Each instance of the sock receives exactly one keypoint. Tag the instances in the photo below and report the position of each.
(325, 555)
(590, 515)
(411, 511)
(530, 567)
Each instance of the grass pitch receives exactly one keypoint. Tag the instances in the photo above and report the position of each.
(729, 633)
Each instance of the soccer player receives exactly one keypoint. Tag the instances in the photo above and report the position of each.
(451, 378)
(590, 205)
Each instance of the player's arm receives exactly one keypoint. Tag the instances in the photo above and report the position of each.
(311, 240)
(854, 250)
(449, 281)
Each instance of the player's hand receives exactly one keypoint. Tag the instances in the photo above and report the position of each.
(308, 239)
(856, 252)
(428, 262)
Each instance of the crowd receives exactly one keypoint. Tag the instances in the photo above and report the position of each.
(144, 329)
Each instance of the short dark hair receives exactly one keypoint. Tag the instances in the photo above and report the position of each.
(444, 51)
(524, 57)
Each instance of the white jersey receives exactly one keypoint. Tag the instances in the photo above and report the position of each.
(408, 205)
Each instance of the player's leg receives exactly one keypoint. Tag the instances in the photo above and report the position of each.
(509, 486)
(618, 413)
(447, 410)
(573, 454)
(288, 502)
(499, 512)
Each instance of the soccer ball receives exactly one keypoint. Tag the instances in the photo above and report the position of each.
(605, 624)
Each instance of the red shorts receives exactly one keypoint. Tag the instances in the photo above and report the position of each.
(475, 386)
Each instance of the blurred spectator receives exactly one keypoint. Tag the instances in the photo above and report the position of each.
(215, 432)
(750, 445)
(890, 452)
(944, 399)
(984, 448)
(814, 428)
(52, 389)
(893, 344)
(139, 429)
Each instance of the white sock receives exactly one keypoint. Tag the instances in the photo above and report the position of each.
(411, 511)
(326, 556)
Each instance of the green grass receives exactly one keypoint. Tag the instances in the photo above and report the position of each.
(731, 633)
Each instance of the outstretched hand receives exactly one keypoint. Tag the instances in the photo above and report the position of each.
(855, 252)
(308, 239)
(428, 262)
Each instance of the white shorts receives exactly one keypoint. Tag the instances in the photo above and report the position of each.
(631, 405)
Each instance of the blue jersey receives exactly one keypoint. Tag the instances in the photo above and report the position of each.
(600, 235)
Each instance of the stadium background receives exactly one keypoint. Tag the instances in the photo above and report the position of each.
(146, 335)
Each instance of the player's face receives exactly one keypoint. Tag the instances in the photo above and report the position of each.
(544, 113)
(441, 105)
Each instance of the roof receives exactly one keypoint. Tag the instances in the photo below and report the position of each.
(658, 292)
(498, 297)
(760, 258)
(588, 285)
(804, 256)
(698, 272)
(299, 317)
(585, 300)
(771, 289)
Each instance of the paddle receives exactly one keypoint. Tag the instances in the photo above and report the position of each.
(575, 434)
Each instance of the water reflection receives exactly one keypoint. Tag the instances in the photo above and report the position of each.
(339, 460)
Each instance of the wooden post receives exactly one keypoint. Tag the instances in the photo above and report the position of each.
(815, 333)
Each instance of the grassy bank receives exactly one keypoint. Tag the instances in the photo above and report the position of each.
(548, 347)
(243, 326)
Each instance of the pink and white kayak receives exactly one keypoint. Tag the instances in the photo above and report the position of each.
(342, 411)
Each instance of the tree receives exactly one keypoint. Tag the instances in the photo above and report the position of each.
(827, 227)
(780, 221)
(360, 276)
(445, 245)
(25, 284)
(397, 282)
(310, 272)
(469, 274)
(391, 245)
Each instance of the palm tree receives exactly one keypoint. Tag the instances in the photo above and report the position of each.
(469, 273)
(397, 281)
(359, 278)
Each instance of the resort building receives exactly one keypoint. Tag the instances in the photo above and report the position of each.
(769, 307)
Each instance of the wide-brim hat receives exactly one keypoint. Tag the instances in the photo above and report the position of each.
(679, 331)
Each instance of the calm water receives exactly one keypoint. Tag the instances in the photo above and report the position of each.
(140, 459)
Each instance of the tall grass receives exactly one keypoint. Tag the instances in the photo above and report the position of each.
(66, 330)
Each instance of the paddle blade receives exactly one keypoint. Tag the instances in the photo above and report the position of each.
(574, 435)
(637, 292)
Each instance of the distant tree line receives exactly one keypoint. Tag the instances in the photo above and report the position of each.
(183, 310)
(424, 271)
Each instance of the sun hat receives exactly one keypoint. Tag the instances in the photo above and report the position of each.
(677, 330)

**What needs to be done**
Present every line of the items above as a Markdown table, omitting blank lines. Use two columns: Row, holding a sequential number, and Line, holding the line itself.

**Exercise result**
| Row | Line |
|---|---|
| 1 | Each instance of the sock receives exactly one keypoint. Tag the instances in the photo below and report the position of each. |
| 2 | (325, 555) |
| 3 | (590, 515) |
| 4 | (411, 511) |
| 5 | (530, 567) |
| 6 | Each instance of the grass pitch receives exactly one keypoint. Tag the instances in the photo above and report the position of each. |
| 7 | (729, 633) |
| 8 | Each instance of the soccer player receives exactly one keypoint. Tag the instances in the photo above and report the position of each. |
| 9 | (451, 378) |
| 10 | (590, 205) |
| 11 | Each instance of the player's arm receives exactly one keypoint. Tag the instances in the photo above and report the position of each. |
| 12 | (311, 240) |
| 13 | (854, 250) |
| 14 | (449, 281) |
| 15 | Each instance of the player's hand receives exactly one keypoint. Tag the instances in the photo above and report the position of each. |
| 16 | (308, 239) |
| 17 | (856, 252) |
| 18 | (428, 262) |
| 19 | Each instance of the crowd receives exactly one keypoint. Tag the instances in the photo above and report the position of each. |
| 20 | (144, 329) |
| 21 | Each instance of the short dark hair receives exactly one keypoint. Tag the instances in the photo above and report the position of each. |
| 22 | (444, 51) |
| 23 | (524, 57) |
| 24 | Each instance of the white jersey receives exactly one keypoint. Tag the instances in the photo above and report the position of each. |
| 25 | (408, 205) |
| 26 | Each instance of the player's leg receives exactly one keypoint. Tag the instances in the photo above and report the position of each. |
| 27 | (509, 486) |
| 28 | (618, 413) |
| 29 | (447, 410) |
| 30 | (573, 454) |
| 31 | (288, 502) |
| 32 | (499, 512) |
| 33 | Each instance of the soccer ball receives exactly one keypoint. Tag the instances in the photo above and report the position of each. |
| 34 | (605, 624) |
| 35 | Each instance of the red shorts receives exactly one keypoint. Tag the instances in the photo above and report the position of each. |
| 36 | (475, 386) |
| 37 | Each instance of the blurred spectator receives exactly one keypoint. Tag the instances in the photo above and report the position of each. |
| 38 | (215, 432) |
| 39 | (750, 445) |
| 40 | (890, 452) |
| 41 | (944, 399) |
| 42 | (984, 448) |
| 43 | (814, 428) |
| 44 | (52, 389) |
| 45 | (893, 344) |
| 46 | (139, 429) |
| 47 | Each instance of the white sock receives exactly one keypoint. Tag the instances in the photo above and report the position of each. |
| 48 | (411, 511) |
| 49 | (326, 556) |
| 50 | Each instance of the green grass receives exactly one keypoint. Tag the instances in the photo above and report the position of each. |
| 51 | (731, 633) |
| 52 | Each instance of the outstretched hand receives exactly one keypoint. Tag the instances in the photo above and report the position of each. |
| 53 | (855, 252) |
| 54 | (308, 239) |
| 55 | (428, 262) |
| 56 | Each instance of the white shorts receives exactly one keypoint. Tag the instances in the photo above and report the position of each. |
| 57 | (631, 405) |
| 58 | Each instance of the blue jersey receives exactly one keypoint. Tag the instances in the photo above and report the position of each. |
| 59 | (600, 235) |
| 60 | Each instance of the stadium background receives exactly one keypoint. Tag the instances in the photo above and report the position of each. |
| 61 | (146, 335) |
| 62 | Each instance of the player's face receives exactly one keypoint. Tag the instances in the photo above and report the position of each. |
| 63 | (544, 113) |
| 64 | (441, 105) |
| 65 | Each instance of the roof receives exactly one keypoint. Tag the instances in the photo below and report the position of each. |
| 66 | (658, 292) |
| 67 | (498, 297) |
| 68 | (760, 258) |
| 69 | (588, 285) |
| 70 | (804, 256) |
| 71 | (698, 272) |
| 72 | (299, 317) |
| 73 | (585, 300) |
| 74 | (771, 289) |
| 75 | Each instance of the paddle receives exactly one keypoint. Tag the instances in the photo above and report the position of each. |
| 76 | (575, 434) |
| 77 | Each instance of the water reflection receives exactly one keypoint. Tag the instances in the photo above and report the position of each. |
| 78 | (339, 460) |
| 79 | Each instance of the wooden post receives exactly one keypoint. Tag the instances in the photo above and report the position of each. |
| 80 | (815, 333) |
| 81 | Each instance of the grassy bank receives exactly one keypoint. Tag the instances in the photo above and report the position of each. |
| 82 | (548, 347) |
| 83 | (243, 326) |
| 84 | Each instance of the pink and white kayak receives exactly one keypoint. Tag the instances in the photo above and report the position of each. |
| 85 | (342, 411) |
| 86 | Each instance of the tree receives exactly one keypoint. Tag the instances in the photo above and report the position of each. |
| 87 | (827, 227) |
| 88 | (780, 221) |
| 89 | (360, 276) |
| 90 | (445, 245) |
| 91 | (25, 284) |
| 92 | (397, 282) |
| 93 | (310, 272) |
| 94 | (469, 274) |
| 95 | (391, 245) |
| 96 | Each instance of the palm tree receives exactly one keypoint. Tag the instances in the photo above and report the position of each. |
| 97 | (469, 273) |
| 98 | (397, 281) |
| 99 | (359, 278) |
| 100 | Each instance of the resort building receives exactly one keypoint. Tag the instances in the photo above and report the position of each. |
| 101 | (769, 307) |
| 102 | Each instance of the wide-brim hat receives exactly one keypoint. Tag the instances in the photo above and report the position of each. |
| 103 | (679, 331) |
| 104 | Each instance of the calm water receives exactly one keypoint. Tag the instances in the photo above and report the position of each. |
| 105 | (140, 459) |
| 106 | Each instance of the tall grass receives exactly one keypoint. Tag the instances in the photo above and report the position of each. |
| 107 | (66, 330) |
| 108 | Each instance of the paddle blade receives exactly one keypoint. Tag the instances in the photo above and report the position of each. |
| 109 | (574, 435) |
| 110 | (637, 292) |
| 111 | Each instance of the distant tree line receives exactly one keypoint. Tag the instances in the photo above and report the position of each. |
| 112 | (183, 310) |
| 113 | (424, 271) |
| 114 | Each instance of the sun hat receives exactly one keypoint. Tag the instances in the photo above and report the position of each. |
| 115 | (677, 330) |